╭──

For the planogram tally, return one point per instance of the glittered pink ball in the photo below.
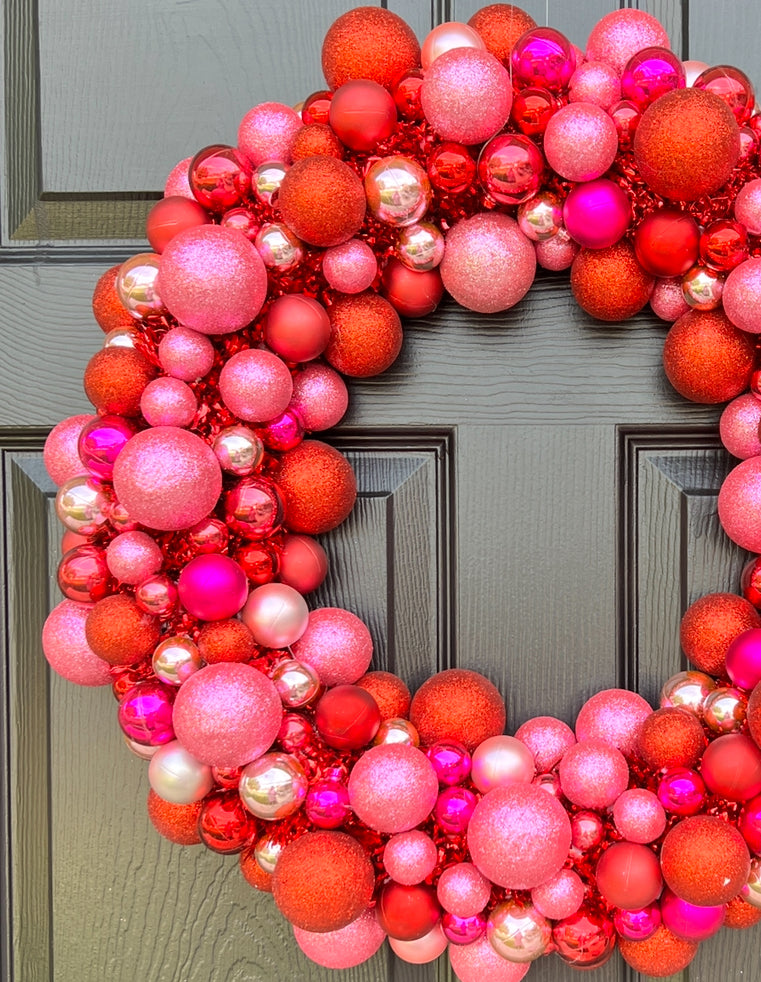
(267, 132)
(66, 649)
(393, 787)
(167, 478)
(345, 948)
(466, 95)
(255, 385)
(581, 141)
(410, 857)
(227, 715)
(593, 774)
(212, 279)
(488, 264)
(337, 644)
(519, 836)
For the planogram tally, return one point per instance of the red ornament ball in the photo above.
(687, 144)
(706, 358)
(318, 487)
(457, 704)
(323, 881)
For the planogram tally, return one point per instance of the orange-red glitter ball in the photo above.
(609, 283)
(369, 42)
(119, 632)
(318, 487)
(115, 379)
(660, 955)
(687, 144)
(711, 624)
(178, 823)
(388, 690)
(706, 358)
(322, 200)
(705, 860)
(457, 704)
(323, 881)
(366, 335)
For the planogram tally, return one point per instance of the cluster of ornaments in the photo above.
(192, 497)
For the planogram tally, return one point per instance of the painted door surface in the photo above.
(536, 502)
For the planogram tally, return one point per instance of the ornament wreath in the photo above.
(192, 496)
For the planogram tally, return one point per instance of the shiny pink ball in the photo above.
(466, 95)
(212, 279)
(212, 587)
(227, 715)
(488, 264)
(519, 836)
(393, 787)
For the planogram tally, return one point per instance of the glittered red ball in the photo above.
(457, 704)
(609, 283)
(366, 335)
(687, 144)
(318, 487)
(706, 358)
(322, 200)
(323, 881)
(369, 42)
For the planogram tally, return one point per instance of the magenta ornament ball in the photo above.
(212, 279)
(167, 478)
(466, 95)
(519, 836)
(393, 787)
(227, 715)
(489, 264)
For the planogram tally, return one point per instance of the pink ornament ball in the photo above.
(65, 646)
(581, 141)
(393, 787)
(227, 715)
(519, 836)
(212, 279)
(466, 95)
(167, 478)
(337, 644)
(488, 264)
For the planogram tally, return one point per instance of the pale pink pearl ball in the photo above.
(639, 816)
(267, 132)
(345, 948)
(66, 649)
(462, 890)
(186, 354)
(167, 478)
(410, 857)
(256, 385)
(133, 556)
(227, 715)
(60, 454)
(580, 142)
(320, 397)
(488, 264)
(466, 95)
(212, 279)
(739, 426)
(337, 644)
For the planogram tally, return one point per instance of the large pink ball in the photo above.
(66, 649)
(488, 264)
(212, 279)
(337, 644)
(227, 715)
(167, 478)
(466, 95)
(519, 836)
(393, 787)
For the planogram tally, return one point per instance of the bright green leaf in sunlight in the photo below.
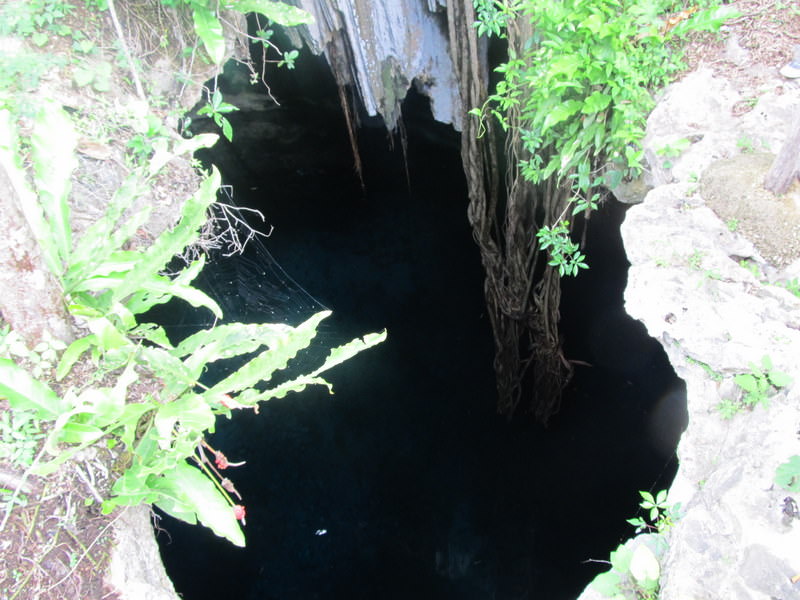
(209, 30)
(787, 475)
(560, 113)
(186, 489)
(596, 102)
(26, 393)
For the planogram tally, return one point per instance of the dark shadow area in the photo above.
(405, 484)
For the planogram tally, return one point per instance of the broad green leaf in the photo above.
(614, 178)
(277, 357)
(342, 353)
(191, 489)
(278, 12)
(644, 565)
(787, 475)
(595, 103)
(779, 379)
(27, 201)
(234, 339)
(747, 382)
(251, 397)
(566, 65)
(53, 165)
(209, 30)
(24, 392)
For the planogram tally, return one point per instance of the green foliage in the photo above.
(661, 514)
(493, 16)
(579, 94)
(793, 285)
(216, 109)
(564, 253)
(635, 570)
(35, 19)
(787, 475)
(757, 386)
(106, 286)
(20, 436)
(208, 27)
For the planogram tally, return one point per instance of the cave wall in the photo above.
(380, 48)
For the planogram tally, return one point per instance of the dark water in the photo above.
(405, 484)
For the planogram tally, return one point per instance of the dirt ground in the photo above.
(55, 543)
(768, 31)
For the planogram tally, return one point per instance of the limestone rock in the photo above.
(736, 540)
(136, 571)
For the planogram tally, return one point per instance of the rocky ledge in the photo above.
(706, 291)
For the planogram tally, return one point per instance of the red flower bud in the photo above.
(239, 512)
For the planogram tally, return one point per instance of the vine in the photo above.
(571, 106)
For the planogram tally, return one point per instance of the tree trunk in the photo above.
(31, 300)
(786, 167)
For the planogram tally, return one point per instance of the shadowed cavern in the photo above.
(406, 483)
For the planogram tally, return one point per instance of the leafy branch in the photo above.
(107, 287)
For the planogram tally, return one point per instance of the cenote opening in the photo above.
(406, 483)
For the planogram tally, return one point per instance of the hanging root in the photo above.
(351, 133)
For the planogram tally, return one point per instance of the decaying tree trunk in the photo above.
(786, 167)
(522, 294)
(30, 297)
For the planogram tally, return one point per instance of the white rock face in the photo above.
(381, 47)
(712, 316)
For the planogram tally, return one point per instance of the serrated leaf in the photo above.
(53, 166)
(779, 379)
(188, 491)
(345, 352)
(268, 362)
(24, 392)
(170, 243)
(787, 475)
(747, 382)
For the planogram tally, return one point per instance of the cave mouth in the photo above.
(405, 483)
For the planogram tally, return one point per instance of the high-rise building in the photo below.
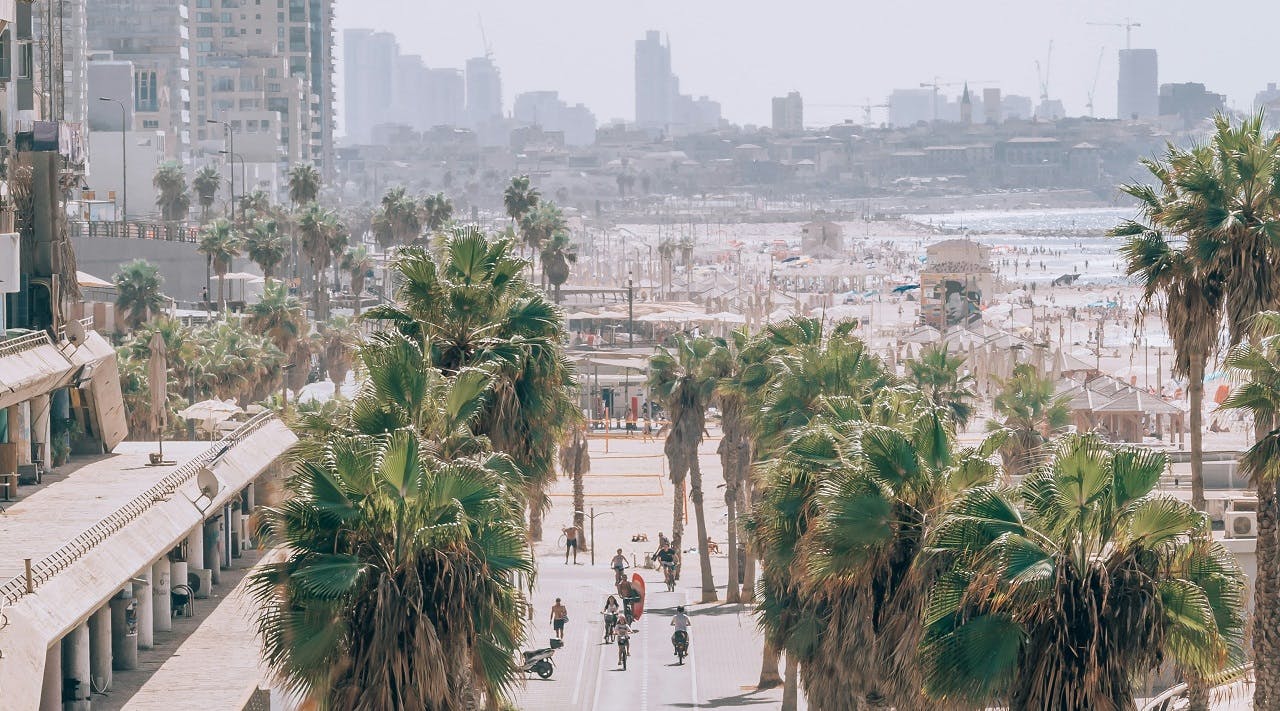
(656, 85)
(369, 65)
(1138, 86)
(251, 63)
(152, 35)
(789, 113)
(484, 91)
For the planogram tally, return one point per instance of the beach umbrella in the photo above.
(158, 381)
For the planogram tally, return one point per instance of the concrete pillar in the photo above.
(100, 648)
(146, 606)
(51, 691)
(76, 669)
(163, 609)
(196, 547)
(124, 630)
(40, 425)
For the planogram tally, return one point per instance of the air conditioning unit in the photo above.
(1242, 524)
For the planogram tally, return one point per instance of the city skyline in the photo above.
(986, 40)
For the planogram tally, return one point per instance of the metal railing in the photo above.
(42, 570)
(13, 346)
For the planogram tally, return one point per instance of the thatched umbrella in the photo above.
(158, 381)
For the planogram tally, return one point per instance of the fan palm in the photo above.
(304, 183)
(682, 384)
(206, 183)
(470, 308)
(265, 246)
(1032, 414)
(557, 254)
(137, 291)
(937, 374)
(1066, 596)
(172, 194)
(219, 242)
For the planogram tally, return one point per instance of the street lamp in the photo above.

╰──

# Exercise:
Rewrite every line of the records from the line that contains "branch in the photo above." through the end of the records, requests included, and shift each coordinate in the answers by adding 6 to it. Cover only those lines and omit the pictures.

# Solution for this exercise:
For the planogram tally, return one point per instance of the leafy branch in the photo above.
(113, 293)
For the planogram tally, return one point per instance of the cenote opening in the photo above.
(412, 489)
For the planogram tally, return one point per instance of the hanging root in the photo above.
(357, 139)
For the planogram tally, return one point per instance of the decaying tree trunk in the photo above.
(792, 173)
(528, 300)
(36, 303)
For the planogram tally, return one point per instance of the white rock face in the photo above.
(387, 53)
(718, 322)
For the planogram tally, return one point per instance of the serrated leaf in the photo above.
(59, 172)
(785, 385)
(194, 497)
(351, 358)
(274, 368)
(30, 398)
(176, 249)
(793, 481)
(753, 388)
For the planogram tally, return one point per instance of the cave mouth in the photo above.
(411, 489)
For the planogram tally, return one point per instance of the high-rise building in the photo below.
(662, 91)
(375, 71)
(1144, 92)
(257, 69)
(158, 41)
(795, 119)
(490, 97)
For the planogram tally, return one point per instance of the beach umbrella in the photo above.
(164, 387)
For the planogram tally, return one point per instance of the concrete pillar in the photo above.
(106, 654)
(152, 612)
(57, 697)
(82, 675)
(169, 615)
(202, 553)
(130, 636)
(46, 431)
For the planogram tally, return one point per instance of the air conditioning unit in the photo above.
(1248, 530)
For the planogram tally, return one point per instance of the city skyline in the photo above.
(992, 46)
For the planogram tally, return one point per instance of the metal railing in the photo above.
(48, 576)
(19, 352)
For the planogram tally, return one point per instance of the thatched umbrella in the photo above.
(164, 387)
For the planogram tally, return one point per instance of the fan palm in the photo above.
(310, 189)
(688, 390)
(212, 189)
(476, 314)
(271, 252)
(1038, 420)
(563, 260)
(143, 297)
(943, 380)
(1072, 602)
(178, 200)
(225, 248)
For the planogram tally, return one point per instance of the street lamp in the photo above.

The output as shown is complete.